书面指令 A
根据下面这段关于 TableGen 中 ProcResource 定义的摘录，说明定义 ProcResource 时为什么必须传入一个 int 值。

节选内容
在定义 ProcResource 必须要传入一个 int 值去初始化 ProcResourceUnits 中的 NumUnits ，此变量即对应我们定义的结构体中的 FuncUnit->num_units，表示该功能单元的数量。

class ProcResource<int num> : ProcResourceKind,
  ProcResourceUnits<!cast<ProcResourceKind>(NAME), num>;

class ProcResourceUnits<ProcResourceKind kind, int num> {
  int NumUnits = num;
  ...
}

可以看出，语言其实只是载体，tablegen 语言只是换了一种表达形式而已，它们承载的核心信息其实是类似的。

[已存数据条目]
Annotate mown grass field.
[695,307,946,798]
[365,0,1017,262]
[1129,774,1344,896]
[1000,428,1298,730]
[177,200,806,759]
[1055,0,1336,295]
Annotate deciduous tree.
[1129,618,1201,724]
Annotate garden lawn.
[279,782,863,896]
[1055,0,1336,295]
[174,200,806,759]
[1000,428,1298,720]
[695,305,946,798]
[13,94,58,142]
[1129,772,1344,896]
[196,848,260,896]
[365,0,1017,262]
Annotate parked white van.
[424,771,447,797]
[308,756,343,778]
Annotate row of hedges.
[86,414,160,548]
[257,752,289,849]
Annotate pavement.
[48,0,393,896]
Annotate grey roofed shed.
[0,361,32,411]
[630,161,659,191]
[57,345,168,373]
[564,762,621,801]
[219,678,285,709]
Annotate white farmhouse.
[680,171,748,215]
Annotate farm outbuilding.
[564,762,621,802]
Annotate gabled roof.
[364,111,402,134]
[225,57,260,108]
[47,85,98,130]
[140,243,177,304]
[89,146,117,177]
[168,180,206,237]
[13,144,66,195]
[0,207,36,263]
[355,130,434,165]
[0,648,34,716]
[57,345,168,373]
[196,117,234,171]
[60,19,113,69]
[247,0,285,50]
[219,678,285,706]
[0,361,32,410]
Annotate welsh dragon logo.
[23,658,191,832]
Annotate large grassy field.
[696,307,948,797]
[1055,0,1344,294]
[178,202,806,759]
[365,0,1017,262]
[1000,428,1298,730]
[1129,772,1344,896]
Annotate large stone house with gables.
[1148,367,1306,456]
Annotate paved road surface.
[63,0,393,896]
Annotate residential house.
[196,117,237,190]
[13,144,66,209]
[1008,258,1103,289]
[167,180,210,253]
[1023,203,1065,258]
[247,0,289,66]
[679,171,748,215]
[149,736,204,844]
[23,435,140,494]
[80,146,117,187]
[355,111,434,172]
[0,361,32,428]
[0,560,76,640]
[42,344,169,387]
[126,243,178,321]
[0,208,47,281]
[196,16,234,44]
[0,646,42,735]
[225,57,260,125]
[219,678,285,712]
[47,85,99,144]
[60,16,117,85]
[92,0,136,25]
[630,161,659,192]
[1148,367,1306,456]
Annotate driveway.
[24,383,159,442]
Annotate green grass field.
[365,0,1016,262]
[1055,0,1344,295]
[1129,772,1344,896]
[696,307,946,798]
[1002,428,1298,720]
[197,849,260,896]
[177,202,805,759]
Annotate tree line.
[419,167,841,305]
---
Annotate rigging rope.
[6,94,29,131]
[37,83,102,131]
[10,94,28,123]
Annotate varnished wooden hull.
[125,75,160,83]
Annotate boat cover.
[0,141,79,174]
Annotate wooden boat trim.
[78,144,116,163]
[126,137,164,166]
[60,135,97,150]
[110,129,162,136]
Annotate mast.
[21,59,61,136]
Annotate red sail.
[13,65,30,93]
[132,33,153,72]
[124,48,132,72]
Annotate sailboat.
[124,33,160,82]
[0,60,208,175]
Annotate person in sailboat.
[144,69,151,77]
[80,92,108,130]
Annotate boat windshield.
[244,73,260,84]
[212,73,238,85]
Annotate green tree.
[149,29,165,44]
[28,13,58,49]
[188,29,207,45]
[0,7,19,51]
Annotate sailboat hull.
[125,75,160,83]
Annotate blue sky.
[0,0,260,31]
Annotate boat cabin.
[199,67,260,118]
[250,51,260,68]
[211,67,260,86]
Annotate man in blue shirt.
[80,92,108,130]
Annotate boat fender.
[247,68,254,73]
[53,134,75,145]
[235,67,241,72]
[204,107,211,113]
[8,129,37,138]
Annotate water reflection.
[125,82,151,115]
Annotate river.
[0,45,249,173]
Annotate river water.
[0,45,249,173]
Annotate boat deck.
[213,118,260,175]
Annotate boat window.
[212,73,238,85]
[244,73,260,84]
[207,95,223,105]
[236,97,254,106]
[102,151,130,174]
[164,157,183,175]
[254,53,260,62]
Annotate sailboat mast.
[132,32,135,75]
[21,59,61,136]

书面指令 B
返回数据条目中的若干行，从包含“Annotate mown grass field.”的那一行开始，到包含“[564,762,621,802]”的那一行结束，两端都包括在内，一字不改。

完整回答 A
这个 int 值用来初始化 ProcResourceUnits 中的 NumUnits。NumUnits 对应结构体中的 FuncUnit->num_units，表示该功能单元的数量。

完整回答 B
Annotate mown grass field.
[695,307,946,798]
[365,0,1017,262]
[1129,774,1344,896]
[1000,428,1298,730]
[177,200,806,759]
[1055,0,1336,295]
Annotate deciduous tree.
[1129,618,1201,724]
Annotate garden lawn.
[279,782,863,896]
[1055,0,1336,295]
[174,200,806,759]
[1000,428,1298,720]
[695,305,946,798]
[13,94,58,142]
[1129,772,1344,896]
[196,848,260,896]
[365,0,1017,262]
Annotate parked white van.
[424,771,447,797]
[308,756,343,778]
Annotate row of hedges.
[86,414,160,548]
[257,752,289,849]
Annotate pavement.
[48,0,393,896]
Annotate grey roofed shed.
[0,361,32,411]
[630,161,659,191]
[57,345,168,373]
[564,762,621,801]
[219,678,285,709]
Annotate white farmhouse.
[680,171,748,215]
Annotate farm outbuilding.
[564,762,621,802]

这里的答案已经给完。